**BRIEF**
For each statement below, say yes or no to whether it agrees with the text on underwater dwellings, and quote the deciding words from the text.
1. More than 500,000 U.S. dwellings were classified as underwater as of April this year.
2. Among the cities listed, Austin had the highest proportion of underwater dwellings.
3. The number of underwater dwellings is the highest in ten years.

In the United States, the so-called 'underwater dwellings,' where housing prices fall below loan amounts, are rapidly increasing. Cases of dwellings where owners cannot fully repay their loans even if they sell their homes are surging among those who purchased properties at the peak of the COVID-19 pandemic, signaling unusual activity in the U.S. housing market.
According to a report by The Wall Street Journal (WSJ) on the 24th (local time), citing a survey by the financial data company Intercontinental Exchange (ICE), the number of dwellings classified as underwater in the U.S. exceeded 500,000 as of April this year. This is the highest figure in five years. By region, the proportion of underwater dwellings was high in suburban cities that experienced a dramatic influx of migration during the pandemic, such as Austin, Texas (4.2%), San Antonio (4.3%), Cape Coral, Florida (7.8%), North Port (3.8%), and Lakeland (4.4%).

**EXTRACTED DATA**
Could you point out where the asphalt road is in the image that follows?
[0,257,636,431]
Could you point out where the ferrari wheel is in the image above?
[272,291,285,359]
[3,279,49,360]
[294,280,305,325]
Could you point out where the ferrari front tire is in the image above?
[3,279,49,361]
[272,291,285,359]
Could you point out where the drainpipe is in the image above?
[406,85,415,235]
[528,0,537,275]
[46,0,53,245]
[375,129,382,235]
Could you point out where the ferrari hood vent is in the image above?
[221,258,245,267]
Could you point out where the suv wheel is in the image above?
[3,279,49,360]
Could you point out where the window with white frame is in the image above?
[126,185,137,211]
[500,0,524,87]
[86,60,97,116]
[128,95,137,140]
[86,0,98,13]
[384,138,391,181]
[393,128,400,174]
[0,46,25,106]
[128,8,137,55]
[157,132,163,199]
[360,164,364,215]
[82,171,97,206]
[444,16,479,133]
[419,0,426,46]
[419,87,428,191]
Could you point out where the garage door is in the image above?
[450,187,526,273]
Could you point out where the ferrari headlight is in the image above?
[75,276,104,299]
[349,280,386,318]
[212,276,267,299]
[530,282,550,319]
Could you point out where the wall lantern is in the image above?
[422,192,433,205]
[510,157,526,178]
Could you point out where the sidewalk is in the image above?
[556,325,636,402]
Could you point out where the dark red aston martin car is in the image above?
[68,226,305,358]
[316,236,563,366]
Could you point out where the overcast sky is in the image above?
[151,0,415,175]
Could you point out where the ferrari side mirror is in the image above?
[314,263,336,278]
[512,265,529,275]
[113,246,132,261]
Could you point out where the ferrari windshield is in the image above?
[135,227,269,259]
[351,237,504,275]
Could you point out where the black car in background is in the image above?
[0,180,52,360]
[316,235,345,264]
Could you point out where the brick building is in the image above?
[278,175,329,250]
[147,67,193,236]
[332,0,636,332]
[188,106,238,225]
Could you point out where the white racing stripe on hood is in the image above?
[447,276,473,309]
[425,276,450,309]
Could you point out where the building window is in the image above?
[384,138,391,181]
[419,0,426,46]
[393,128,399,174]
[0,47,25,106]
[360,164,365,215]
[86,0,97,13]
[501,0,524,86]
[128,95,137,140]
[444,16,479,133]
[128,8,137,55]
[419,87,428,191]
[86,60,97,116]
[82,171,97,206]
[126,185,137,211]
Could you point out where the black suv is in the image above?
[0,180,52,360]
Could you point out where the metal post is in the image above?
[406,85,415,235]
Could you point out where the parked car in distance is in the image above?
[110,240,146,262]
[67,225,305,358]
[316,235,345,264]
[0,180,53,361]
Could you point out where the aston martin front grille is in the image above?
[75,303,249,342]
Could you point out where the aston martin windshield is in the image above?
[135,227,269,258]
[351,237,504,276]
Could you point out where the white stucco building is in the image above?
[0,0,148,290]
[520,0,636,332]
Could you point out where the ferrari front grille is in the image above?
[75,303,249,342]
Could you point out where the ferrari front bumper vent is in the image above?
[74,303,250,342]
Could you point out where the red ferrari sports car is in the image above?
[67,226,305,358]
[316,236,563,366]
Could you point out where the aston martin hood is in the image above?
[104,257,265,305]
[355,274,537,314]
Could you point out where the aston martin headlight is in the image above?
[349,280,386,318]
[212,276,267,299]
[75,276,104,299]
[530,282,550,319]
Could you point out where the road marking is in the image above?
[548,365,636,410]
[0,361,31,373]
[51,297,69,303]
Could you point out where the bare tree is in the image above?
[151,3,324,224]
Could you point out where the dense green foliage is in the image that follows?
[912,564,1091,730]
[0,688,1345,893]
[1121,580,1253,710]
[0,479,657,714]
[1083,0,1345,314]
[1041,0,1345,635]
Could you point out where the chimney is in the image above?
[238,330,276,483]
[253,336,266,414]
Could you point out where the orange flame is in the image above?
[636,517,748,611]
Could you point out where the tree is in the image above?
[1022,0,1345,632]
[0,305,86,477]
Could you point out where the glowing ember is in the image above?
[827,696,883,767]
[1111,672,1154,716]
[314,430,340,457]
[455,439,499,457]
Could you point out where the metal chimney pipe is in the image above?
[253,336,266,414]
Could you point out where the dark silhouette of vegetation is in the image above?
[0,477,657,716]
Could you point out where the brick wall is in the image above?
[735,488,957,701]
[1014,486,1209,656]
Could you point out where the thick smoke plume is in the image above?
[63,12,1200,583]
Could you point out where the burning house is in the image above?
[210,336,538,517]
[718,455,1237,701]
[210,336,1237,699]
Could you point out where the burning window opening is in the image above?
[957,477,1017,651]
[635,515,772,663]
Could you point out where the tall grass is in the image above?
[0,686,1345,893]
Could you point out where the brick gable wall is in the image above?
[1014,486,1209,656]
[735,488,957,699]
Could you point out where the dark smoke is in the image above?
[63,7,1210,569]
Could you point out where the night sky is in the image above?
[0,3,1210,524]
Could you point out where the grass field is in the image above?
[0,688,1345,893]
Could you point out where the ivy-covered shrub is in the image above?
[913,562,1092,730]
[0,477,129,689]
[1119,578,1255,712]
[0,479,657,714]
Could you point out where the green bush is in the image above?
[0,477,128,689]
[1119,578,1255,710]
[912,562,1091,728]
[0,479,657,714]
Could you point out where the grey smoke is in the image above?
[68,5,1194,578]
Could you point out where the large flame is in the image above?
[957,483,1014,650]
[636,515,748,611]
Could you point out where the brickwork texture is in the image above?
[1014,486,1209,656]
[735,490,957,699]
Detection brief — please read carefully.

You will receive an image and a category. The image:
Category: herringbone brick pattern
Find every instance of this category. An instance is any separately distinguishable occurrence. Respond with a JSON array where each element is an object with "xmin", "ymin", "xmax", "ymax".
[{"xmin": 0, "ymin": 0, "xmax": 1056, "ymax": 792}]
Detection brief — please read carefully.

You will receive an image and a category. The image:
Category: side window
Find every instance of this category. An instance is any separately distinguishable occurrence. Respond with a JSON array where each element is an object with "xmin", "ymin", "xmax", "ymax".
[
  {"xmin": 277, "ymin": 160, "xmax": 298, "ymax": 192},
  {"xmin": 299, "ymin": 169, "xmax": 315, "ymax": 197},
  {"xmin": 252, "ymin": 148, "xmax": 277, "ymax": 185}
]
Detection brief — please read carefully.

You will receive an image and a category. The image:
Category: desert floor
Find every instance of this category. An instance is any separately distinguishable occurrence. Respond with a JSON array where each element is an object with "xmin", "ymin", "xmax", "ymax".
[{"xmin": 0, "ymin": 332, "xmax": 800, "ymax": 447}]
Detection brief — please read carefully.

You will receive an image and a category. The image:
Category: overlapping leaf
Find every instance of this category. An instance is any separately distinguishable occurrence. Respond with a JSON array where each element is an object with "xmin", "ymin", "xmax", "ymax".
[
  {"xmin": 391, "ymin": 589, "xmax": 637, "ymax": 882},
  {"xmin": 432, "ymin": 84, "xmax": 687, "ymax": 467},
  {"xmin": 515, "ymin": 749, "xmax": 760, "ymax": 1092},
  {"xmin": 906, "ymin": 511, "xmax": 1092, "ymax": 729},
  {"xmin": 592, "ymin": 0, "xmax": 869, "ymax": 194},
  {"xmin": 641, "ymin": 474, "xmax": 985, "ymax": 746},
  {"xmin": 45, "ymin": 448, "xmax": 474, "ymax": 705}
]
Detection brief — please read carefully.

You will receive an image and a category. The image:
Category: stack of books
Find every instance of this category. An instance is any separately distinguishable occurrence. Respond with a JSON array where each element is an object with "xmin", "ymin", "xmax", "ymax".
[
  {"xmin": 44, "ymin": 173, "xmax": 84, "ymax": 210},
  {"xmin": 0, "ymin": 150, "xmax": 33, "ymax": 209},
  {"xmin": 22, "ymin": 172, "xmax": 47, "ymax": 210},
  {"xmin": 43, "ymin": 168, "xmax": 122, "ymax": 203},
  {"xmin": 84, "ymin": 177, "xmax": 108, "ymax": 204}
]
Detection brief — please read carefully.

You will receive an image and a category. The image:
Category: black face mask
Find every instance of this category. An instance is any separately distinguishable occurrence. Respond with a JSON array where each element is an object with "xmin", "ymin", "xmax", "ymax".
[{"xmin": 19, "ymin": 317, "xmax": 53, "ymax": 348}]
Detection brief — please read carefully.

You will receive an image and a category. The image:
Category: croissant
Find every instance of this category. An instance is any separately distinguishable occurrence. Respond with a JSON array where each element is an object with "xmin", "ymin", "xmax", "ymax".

**TASK RESPONSE**
1. Yes: "the number of dwellings classified as underwater in the U.S. exceeded 500,000 as of April this year"
2. No: "Austin, Texas (4.2%)" and "Cape Coral, Florida (7.8%)"
3. No: "This is the highest figure in five years."